Your goal: Render the lines of every entry below as a numbered list, omitting any blank lines.

Exercise materials:
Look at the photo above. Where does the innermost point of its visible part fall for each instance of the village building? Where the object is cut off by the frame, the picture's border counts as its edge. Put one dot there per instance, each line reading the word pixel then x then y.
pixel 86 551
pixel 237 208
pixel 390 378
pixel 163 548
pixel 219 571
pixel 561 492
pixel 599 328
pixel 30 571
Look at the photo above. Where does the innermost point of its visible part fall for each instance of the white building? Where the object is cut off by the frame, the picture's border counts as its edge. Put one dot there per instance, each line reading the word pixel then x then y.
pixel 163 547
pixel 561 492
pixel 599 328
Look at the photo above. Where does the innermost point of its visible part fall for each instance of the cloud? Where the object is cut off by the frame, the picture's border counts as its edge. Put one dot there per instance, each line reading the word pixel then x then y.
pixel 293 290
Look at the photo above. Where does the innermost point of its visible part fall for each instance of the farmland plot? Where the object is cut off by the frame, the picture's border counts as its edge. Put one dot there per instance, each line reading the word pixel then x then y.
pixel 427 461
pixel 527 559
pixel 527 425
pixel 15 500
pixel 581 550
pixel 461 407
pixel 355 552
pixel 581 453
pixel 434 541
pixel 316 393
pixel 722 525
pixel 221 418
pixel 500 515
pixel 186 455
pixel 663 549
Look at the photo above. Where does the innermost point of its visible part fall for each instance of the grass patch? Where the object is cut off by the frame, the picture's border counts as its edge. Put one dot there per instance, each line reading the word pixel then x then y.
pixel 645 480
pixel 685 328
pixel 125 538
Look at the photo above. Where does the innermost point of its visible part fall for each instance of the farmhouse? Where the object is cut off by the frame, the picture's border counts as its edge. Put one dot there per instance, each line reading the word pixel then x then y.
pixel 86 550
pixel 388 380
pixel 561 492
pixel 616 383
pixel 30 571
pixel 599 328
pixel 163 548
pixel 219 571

Full solution:
1. Look at the photo above. Where does the innermost point of its visible part fall for each instance of the village building? Where the object is cut off by the frame, the picture's border counts as its edge. Put one dot there per instance, each line reading the word pixel then x then y.
2. pixel 86 551
3. pixel 237 208
4. pixel 390 378
5. pixel 163 548
6. pixel 219 571
7. pixel 561 492
8. pixel 599 328
9. pixel 30 571
10. Look at the photo above. Where does the innermost point of its visible part fall for each instance of the white building? Where the object is cut off by the frame, the picture's border counts as its edge. Put one dot there per instance, each line reading the word pixel then x then y.
11. pixel 163 547
12. pixel 561 492
13. pixel 599 328
14. Look at the photo above. Where does the innermost point of its visible part fall for each instance of the cloud? Where the object is cut off by the frame, the picture's border counts as its edge. Put one dot there per instance, each line reading the word pixel then x then y.
15. pixel 293 290
16. Look at the photo above. Where does the innermost point of its visible part fall for each instance of the farmland plot? Where the object is cut off by the frame, the picture's border counts as its edge. Put one dot there per instance, each line reading the word pixel then x then y.
17. pixel 427 461
18. pixel 527 559
19. pixel 527 425
20. pixel 15 500
21. pixel 581 550
22. pixel 461 407
23. pixel 355 552
24. pixel 581 453
25. pixel 434 541
26. pixel 316 393
27. pixel 722 525
28. pixel 221 418
29. pixel 500 515
30. pixel 186 455
31. pixel 663 549
32. Look at the photo above. Where does the innermost point of its visible part fall for each instance of the grass patch? Where the object is cut off by the frame, the picture's border counts as its edge. Put one dot there per instance, each line reading the word pixel then x then y.
33. pixel 645 480
34. pixel 685 328
35. pixel 125 538
36. Look at the photo above. Where does the innermost point of its visible part fall for each instance of the farmhouse? Where the object is cut off by the frame, the picture's border counts as its edge. Put one dot there per instance, each line reading the word pixel then x then y.
37. pixel 86 550
38. pixel 388 380
39. pixel 561 492
40. pixel 616 383
41. pixel 30 571
42. pixel 599 328
43. pixel 163 548
44. pixel 219 571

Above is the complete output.